● **YOUR INSTRUCTIONS**: For each statement, answer yes or no according to the theater review below, and quote the review's deciding words. 1. The play is staged with one table and five chairs. 2. Bedlam's Sense & Sensibility is playing at the Judson Memorial Church. 3. Dead Dog Park carries the comically theatrical overlay that Tucker often provides.

● **GIVEN TEXT**:
Eric Tucker--who has gained increasing visibility over the last four years, thanks to his group Bedlam (currently represented by a sterling Sense & Sensibility at the Judson Memorial Church on Washington Square)--once again contributes concise and spare direction. The fast-paced, multi-locale play is performed in 59E59's small Stage B with one table and five chairs--a setting which not only works perfectly well but ratchets up the tension. There is also some stunning overlapping dialogue in the trial scenes, where the actors briefly perform multiple characters. This method is familiar to friends of Bedlam, although Tucker's excellent work in Dead Dog Park--understandably--does not have the same comically theatrical overlay that he often provides.

● **RECORD LIST**:
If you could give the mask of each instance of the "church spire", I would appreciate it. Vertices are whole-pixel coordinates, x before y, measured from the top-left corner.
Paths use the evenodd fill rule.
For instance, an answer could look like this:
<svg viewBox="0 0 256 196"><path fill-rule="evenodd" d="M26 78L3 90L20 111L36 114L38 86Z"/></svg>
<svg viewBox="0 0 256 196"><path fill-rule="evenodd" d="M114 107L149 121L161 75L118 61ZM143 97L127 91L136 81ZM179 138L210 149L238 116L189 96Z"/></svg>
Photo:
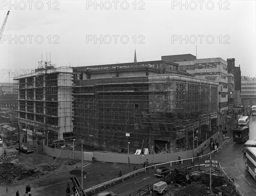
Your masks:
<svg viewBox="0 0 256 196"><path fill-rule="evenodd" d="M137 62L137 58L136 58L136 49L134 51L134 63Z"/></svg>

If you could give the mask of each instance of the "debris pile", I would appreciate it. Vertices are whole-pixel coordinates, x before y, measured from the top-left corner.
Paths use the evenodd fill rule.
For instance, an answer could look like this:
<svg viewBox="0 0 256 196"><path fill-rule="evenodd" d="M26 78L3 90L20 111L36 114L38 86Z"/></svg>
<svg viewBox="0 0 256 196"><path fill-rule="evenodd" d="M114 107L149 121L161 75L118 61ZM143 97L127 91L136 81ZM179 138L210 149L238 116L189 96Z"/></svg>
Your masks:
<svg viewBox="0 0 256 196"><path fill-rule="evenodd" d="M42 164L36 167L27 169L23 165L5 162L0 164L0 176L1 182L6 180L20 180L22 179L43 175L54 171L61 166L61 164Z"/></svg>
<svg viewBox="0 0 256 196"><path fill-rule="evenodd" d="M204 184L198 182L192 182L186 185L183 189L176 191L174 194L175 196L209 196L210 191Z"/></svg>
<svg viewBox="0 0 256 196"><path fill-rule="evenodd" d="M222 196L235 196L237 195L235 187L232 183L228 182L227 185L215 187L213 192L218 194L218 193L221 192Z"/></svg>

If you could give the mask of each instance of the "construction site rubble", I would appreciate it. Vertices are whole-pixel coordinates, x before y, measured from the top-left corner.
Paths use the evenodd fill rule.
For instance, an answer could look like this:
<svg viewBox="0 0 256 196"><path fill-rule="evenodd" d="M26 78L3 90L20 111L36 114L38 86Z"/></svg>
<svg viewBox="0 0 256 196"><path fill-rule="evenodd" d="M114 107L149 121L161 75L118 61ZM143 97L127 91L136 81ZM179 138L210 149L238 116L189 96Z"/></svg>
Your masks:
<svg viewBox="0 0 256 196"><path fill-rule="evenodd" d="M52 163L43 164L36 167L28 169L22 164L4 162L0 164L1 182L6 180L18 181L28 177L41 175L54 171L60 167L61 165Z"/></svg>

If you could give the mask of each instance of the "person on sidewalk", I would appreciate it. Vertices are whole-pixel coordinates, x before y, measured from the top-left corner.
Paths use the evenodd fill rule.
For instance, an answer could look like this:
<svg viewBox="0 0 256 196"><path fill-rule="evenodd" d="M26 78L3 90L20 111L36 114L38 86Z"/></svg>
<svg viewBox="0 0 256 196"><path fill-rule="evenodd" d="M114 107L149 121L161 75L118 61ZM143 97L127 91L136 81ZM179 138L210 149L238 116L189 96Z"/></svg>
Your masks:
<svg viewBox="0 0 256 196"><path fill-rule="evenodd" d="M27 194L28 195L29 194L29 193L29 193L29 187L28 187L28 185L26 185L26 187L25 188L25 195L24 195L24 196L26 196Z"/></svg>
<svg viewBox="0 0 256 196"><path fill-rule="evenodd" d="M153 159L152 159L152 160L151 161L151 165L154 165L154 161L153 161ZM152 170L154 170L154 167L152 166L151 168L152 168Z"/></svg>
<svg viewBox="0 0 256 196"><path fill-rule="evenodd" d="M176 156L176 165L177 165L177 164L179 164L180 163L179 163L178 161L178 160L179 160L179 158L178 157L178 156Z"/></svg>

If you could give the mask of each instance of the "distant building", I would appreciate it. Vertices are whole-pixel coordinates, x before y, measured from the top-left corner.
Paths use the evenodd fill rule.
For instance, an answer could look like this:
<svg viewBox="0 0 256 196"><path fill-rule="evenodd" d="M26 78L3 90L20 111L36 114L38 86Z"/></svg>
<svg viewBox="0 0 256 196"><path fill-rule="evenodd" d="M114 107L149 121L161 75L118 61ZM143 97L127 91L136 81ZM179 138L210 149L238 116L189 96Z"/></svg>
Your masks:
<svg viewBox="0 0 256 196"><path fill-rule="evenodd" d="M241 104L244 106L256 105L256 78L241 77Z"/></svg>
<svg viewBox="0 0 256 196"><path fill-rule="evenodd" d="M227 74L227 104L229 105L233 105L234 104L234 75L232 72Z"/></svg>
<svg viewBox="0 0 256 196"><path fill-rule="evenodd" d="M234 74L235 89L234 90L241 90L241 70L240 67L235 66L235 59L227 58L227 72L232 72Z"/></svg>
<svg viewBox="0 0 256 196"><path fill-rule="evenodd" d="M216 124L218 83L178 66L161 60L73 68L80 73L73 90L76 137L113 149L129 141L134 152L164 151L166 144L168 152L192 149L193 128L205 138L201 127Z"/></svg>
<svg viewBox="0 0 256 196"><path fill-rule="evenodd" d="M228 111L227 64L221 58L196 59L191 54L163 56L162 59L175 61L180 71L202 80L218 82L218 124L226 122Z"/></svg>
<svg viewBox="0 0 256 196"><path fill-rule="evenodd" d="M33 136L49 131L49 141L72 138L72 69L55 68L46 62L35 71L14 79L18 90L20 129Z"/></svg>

● **EXPECTED OUTPUT**:
1. Yes: "performed in 59E59's small Stage B with one table and five chairs"
2. Yes: "currently represented by a sterling Sense & Sensibility at the Judson Memorial Church on Washington Square"
3. No: "does not have the same comically theatrical overlay that he often provides"